Records from a data source
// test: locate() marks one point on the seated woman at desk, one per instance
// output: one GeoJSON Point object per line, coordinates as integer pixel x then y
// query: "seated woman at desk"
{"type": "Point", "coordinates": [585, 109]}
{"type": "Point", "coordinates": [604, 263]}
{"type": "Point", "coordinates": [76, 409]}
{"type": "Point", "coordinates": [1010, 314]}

» **TO DO**: Starting with the first entry and ending with the last, give all of them again unchanged.

» **REPLY**:
// test: locate() marks one point on the seated woman at desk, one per instance
// output: one GeoJSON Point object per line, coordinates as integer pixel x then y
// query: "seated woman at desk"
{"type": "Point", "coordinates": [585, 109]}
{"type": "Point", "coordinates": [604, 263]}
{"type": "Point", "coordinates": [76, 409]}
{"type": "Point", "coordinates": [1010, 314]}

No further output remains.